── Provided information ──

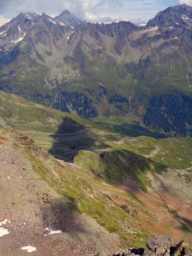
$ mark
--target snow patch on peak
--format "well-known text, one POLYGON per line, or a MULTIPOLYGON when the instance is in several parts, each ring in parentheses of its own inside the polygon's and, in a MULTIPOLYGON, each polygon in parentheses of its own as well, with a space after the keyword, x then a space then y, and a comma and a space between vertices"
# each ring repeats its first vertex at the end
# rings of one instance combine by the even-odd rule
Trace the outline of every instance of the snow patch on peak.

───

Reproduce every line of the items above verbatim, leaving out the pictures.

$ mark
--target snow patch on peak
--format "well-known text, one POLYGON per line, or a MULTIPOLYGON when the instance is in several parts, each ring in parentheses of its own inside the polygon's and, in a MULTIPOLYGON, each polygon in parentheses of its own as well, with a space after the keyword, x then a space then y, and a comma and a space between vertices"
# each ring repeats its first vertex at the end
# rings of one instance combine by the even-odd rule
Trace the outline of every instance of the snow patch on peak.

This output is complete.